(Object point labels)
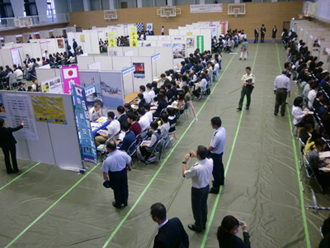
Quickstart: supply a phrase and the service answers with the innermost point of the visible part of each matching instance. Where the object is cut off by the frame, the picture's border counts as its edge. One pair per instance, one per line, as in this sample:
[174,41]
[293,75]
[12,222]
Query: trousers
[218,170]
[199,206]
[280,100]
[245,91]
[12,151]
[118,182]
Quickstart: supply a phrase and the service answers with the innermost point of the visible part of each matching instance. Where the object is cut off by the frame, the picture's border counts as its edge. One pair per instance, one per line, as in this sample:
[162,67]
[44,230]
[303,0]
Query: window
[51,12]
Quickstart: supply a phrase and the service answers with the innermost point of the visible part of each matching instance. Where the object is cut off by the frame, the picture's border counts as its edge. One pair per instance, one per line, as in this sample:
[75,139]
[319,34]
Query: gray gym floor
[47,207]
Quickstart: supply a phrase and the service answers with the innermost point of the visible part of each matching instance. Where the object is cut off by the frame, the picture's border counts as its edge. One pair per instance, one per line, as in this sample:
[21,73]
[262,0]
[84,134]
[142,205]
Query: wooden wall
[267,13]
[32,29]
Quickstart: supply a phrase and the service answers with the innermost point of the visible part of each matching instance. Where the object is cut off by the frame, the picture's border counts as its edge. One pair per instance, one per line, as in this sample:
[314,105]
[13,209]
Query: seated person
[143,119]
[95,112]
[165,127]
[171,119]
[148,113]
[201,86]
[134,125]
[162,104]
[142,100]
[128,139]
[154,137]
[315,162]
[113,130]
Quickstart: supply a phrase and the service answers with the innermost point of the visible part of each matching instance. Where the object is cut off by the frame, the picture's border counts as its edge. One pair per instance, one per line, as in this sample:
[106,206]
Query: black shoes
[119,207]
[193,228]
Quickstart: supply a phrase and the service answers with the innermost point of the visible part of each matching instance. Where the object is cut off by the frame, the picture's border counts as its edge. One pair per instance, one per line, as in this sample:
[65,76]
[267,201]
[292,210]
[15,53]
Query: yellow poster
[82,38]
[56,110]
[49,109]
[133,36]
[40,109]
[112,42]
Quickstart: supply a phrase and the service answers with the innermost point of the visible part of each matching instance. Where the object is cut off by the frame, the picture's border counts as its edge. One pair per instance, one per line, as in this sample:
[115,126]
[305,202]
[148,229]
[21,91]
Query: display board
[19,108]
[112,89]
[87,144]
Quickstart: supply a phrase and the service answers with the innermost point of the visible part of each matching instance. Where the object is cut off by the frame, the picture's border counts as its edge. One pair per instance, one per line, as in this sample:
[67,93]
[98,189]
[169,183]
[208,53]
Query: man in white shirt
[151,93]
[248,81]
[113,130]
[200,174]
[95,112]
[312,94]
[146,95]
[216,148]
[144,120]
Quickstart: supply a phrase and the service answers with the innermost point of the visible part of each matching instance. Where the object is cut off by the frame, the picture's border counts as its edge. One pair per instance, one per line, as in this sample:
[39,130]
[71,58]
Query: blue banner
[86,139]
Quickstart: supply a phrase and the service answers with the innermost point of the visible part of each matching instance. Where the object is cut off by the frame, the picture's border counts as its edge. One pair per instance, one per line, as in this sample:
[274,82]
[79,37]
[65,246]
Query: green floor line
[209,223]
[159,169]
[48,209]
[302,202]
[7,184]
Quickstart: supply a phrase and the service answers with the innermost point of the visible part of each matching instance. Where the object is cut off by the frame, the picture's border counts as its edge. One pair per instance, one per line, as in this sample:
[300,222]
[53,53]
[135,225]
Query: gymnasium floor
[46,207]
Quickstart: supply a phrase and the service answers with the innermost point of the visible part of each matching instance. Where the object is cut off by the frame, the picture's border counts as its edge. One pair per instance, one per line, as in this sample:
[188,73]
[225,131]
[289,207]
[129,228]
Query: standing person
[281,90]
[226,233]
[248,81]
[263,32]
[244,50]
[116,165]
[256,35]
[215,149]
[200,174]
[171,233]
[274,31]
[7,143]
[74,45]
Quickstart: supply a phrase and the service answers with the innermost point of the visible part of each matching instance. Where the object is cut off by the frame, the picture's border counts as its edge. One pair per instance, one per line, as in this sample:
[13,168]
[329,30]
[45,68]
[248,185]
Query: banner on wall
[150,27]
[53,85]
[200,43]
[133,36]
[112,89]
[49,109]
[19,109]
[112,42]
[86,139]
[70,75]
[205,8]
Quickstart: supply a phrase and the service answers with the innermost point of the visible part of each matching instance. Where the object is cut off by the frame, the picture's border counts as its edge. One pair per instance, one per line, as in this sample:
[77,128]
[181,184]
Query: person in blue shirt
[129,137]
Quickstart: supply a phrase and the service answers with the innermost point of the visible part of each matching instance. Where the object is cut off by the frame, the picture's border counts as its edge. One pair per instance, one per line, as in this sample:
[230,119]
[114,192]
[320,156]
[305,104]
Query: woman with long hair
[227,233]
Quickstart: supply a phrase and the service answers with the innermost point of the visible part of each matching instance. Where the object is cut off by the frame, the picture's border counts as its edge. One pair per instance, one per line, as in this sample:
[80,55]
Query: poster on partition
[190,42]
[139,70]
[112,89]
[2,108]
[49,109]
[86,139]
[53,85]
[91,78]
[179,51]
[19,109]
[70,75]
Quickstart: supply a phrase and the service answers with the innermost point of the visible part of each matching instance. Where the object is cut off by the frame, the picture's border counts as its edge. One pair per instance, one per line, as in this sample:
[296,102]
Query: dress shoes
[193,228]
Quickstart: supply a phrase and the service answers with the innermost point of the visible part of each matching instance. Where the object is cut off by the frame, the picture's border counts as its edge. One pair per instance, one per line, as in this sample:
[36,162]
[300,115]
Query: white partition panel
[139,79]
[106,62]
[84,61]
[66,146]
[121,63]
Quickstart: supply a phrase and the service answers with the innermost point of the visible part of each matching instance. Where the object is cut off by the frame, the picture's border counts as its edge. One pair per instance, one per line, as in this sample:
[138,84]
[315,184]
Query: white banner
[150,27]
[205,8]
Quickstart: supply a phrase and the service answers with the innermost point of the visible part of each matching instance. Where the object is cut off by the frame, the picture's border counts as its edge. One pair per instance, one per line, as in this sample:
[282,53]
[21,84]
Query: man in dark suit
[171,233]
[122,116]
[7,143]
[256,35]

**Stated goal**
Count the lines in the records that contain the string "wall", treating case as significant, and give only the number.

**Worked answer**
2